Please revise the data below by replacing "detection request" with "labeling request" and keeping every other part unchanged. Omit the pictures from your answer.

* * * * * * * * *

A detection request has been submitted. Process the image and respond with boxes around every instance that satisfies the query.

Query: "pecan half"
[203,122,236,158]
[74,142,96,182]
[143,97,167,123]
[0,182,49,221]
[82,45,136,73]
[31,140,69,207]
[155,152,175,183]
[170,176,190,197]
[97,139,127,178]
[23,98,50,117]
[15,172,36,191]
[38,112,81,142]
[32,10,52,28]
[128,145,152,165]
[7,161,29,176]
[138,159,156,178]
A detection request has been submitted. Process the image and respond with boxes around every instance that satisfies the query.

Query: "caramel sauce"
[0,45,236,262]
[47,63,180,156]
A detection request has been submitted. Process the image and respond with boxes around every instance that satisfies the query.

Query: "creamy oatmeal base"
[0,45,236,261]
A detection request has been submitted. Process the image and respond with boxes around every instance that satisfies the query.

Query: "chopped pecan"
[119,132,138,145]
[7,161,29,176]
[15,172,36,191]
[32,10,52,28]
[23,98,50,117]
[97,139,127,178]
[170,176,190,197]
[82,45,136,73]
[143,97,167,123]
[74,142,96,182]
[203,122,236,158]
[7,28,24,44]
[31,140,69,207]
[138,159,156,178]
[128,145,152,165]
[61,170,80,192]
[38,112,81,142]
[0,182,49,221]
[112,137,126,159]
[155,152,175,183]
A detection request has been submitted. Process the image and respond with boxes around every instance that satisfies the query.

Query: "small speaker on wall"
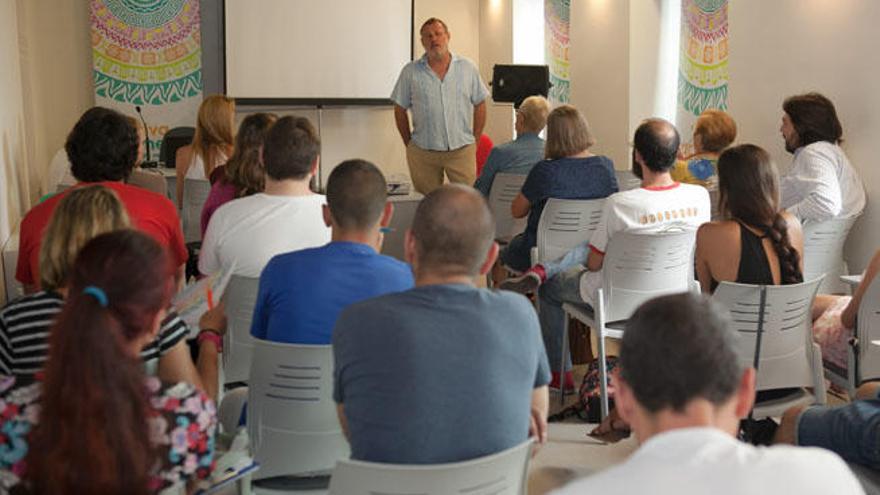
[491,64,550,108]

* * * * * * * * *

[IN RESPONSE]
A labeling request has been submitted. Process the image and respond with boxes around every instance that satisfies the query.

Query: "pecan half"
[203,122,236,158]
[74,142,96,182]
[143,97,167,123]
[0,182,49,221]
[82,45,136,73]
[31,140,69,207]
[155,152,175,183]
[170,176,190,197]
[97,139,127,178]
[23,98,50,117]
[15,172,36,191]
[38,112,81,142]
[32,10,52,28]
[128,145,152,165]
[7,161,29,176]
[138,159,156,178]
A labeling request has been submitted. Process the image and respond with boxes around every instance that satisfies the query.

Query: "caramel sauce"
[0,45,236,262]
[47,63,180,156]
A labeling request has been submitted. Process the image and respond with boxes around every instance that satisfies the query.

Query: "creamy oatmeal base"
[0,45,236,261]
A labeling request has been submitted. Process the image and respond with boxes around every instance that satisfies the query.

Query: "chopped pecan"
[119,132,138,145]
[7,161,29,176]
[15,172,36,191]
[32,10,52,28]
[23,98,50,117]
[97,139,127,178]
[170,176,190,197]
[82,45,136,73]
[143,97,167,123]
[74,142,96,182]
[203,122,236,158]
[7,28,24,44]
[31,140,69,207]
[138,159,156,178]
[128,145,152,165]
[61,170,80,192]
[38,112,81,142]
[0,182,49,221]
[112,137,126,159]
[155,152,175,183]
A labeling request has been submitted. Process the image and respond with boxes around every instance that satisfies the query.

Query: "small speaker on wall"
[491,64,550,108]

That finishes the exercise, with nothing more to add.